*Directions*: Extend the text below on friction and lubrication regimes in metal forming, continuing from its final sentence.

*Document text*:
---

In 1902, Stribeck was the first to report the dependence of the coefficient of friction on the shaft speed in bearings. In his work he presented a curve with three different lubrication regimes. This curve was named “Stribeck Curve”. Subsequently, the coefficient of friction was presented as a function of the combination of the following parameters: lubricant viscosity, number of bearing shaft revolutions and normal shaft pressure. Figure 3 schematically illustrates the Stribeck curve where the initiation of various types of lubrication mechanisms as a function of lubricant viscosity, η, slide velocity, ν, and normal pressure, p.

Figure 3.

Stribeck diagram for different states of lubrication, with g dynamic viscosity, v sliding speed, p pressure/surface pressure. Source: Klocke [5].

Friction effects are always related to energy dissipation, so they are sometimes considered undesirable in manufacturing processes. In the case of metal forming, metal flow is limited by the contact pressure between die and part. Thus, friction can generate internal and surface defects, in addition to influencing the tensions in the tools, load and energy required. The purpose of the lubricant is to separate the tool and workpiece surfaces, thus shifting the friction conditions from the boundary friction area in the direction of hydrodynamic friction as shown in Figure 3.

There are four distinct lubrication conditions that determine the influence of friction on metal forming:

  • Dry Friction, where there is no lubricant present, and the friction coefficient is governed by the contact between the surface roughness peaks of each part. Condition used, for example, in hot rolling of sheets, V-bending of sheets and extrusion of aluminum alloys.

---

*Stored data*:

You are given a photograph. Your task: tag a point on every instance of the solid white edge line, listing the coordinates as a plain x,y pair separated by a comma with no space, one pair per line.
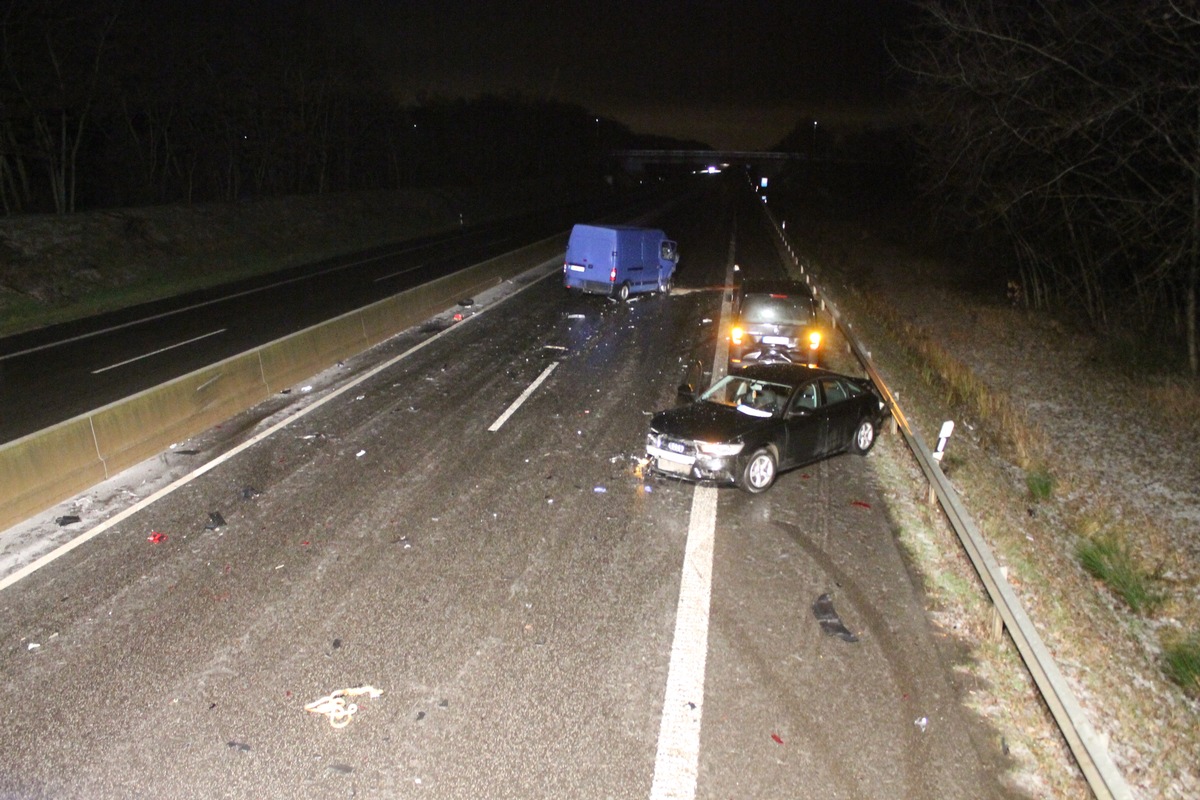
677,762
525,396
66,547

---

*In response*:
  • Boundary Lubrification, is a condition very similar to dry friction with the difference that the surfaces in contact may eventually have the presence of oxides that act as an intermediary element between the parts. This is the case with aluminum and carbon steel, which will always have an oxidized layer when in contact with air. Another situation in this condition would be a thin layer of lubricant that acts as an interface between the parts along with air pockets between them.

  • Mixed lubrification is the condition in which a film of lubricant surrounds all the material to be formed. This situation results in an intermediate lubrication between the Boundary Lubrification and Hydrodynamic conditions. It is the situation most widely found in metal forming where the presence of the lubricant generates an efficient friction in the production of pieces.

  • Hydrodynamic Lubrification, which exists when a thick layer of lubricant is present between the die and the component. This subject is dealt with in fluid mechanics, where the stresses generated are related to the fluid’s viscosity.

Figure 3 also shows the separation between the contact surfaces, as friction approaches Hydrodynamic Lubrification, there will be an increasing separation between work material and tools. This is not only in macroscopic conditions but can also occur in microscopic level where the lubricant will be retained in the roughness valleys and will be able to act when the pressure is greater. This will be explained further in the next item.

In addition to the conditions described above, two main factors can occur in the contact between two surfaces, the first is a friction by material adhesion that is caused by micro-welding at the contact interfaces and the second is a penetration friction. In the first case (Figure 4a), there is usually the pullout of the material with a lower hardness (workpiece) and this material ends up working as an interface material that promotes scratching of the shaped parts. In the second case (Figure 4b), there is a very large approximation between the parts that the roughness ends up being interpenetrated. In this case, it is very likely that material will be pulled out of the workpiece, promoting abrasive wear on the pieces and tools. In either case, a good lubrication condition can resolve.

Figure 4.

Schematic illustration of the components of the coefficient of friction present in metal/metal contact. Source: Folle and Schaeffer [6].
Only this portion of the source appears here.